Passage for review:
■ ■ ■ ■ ■ ■ ■

Bliss is a British television science thriller series first broadcast on 11 October 1995. It ran for a total of five episodes on ITV. The series starred Simon Shepherd as Dr. Sam Bliss, a medical research scientist based at Cambridge University, and widowed father-of-two, who often finds himself investigating bizarre and unexplained deaths, with the help of his assistant, Dr. Melanie Kilpatrick (Sian Webber). Initially broadcast as a single stand-alone pilot episode in 1995, Bliss spawned a run of four episodes, which followed in 1997.

The initial pilot was directed by Marc Evans and written by novelist Michael Stewart. Jonathan Hyde, Reece Dinsdale and Jennifer Hilary co-starred in the pilot, alongside Sarah Smart and Zoë Hart, who later reprised their roles for the series. The initial pilot drew a viewing audience of approximately 10 million, while viewing figures for the series averaged around 7 million. In 2000, both the pilot episode and series were released on VHS via Carlton Television. Neither the pilot episode, nor the series, have been released on DVD.

■ ■ ■ ■ ■ ■ ■

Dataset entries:
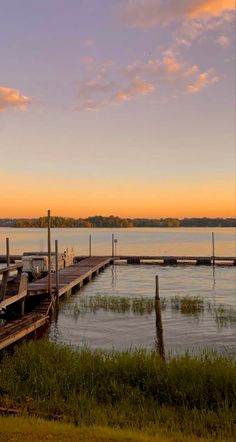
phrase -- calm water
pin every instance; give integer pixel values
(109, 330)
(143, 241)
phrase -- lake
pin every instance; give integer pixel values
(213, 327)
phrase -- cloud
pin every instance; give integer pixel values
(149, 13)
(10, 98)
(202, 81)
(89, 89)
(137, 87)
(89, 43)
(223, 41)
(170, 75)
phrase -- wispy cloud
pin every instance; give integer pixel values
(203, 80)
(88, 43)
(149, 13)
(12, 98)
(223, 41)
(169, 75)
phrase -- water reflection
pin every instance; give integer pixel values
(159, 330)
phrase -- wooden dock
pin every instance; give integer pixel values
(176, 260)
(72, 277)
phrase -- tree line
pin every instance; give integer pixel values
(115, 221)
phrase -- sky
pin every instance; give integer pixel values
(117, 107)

■ ■ ■ ■ ■ ■ ■

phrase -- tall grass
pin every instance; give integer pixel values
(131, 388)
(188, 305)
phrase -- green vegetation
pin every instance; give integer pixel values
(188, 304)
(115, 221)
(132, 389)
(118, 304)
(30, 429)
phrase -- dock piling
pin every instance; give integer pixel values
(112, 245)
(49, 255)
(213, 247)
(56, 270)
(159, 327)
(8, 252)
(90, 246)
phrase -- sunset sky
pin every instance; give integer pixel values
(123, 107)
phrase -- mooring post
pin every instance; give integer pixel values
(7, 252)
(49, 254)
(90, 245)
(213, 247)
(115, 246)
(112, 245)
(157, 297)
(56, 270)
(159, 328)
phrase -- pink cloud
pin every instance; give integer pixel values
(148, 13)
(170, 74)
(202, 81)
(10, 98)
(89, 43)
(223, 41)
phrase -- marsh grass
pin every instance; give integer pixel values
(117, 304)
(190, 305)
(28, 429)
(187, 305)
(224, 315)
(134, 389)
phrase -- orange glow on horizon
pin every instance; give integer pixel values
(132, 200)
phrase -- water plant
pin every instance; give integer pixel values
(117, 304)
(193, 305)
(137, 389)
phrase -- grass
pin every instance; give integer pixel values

■ ■ ■ ■ ■ ■ ■

Exercise instructions:
a - Write out the stretch of the passage on Bliss from "The initial pilot was" through "released on DVD.".
b - List every actor named in the passage on Bliss.
c - Answer these questions from the passage on Bliss:
(i) On which channel did the series run?
(ii) Who directed the pilot?
(iii) Through which company were the pilot and series released on VHS in 2000?

Answers per task:
a -
The initial pilot was directed by Marc Evans and written by novelist Michael Stewart. Jonathan Hyde, Reece Dinsdale and Jennifer Hilary co-starred in the pilot, alongside Sarah Smart and Zoë Hart, who later reprised their roles for the series. The initial pilot drew a viewing audience of approximately 10 million, while viewing figures for the series averaged around 7 million. In 2000, both the pilot episode and series were released on VHS via Carlton Television. Neither the pilot episode, nor the series, have been released on DVD.

b -
Simon Shepherd
Sian Webber
Jonathan Hyde
Reece Dinsdale
Jennifer Hilary
Sarah Smart
Zoë Hart

c -
(i) ITV
(ii) Marc Evans
(iii) Carlton Television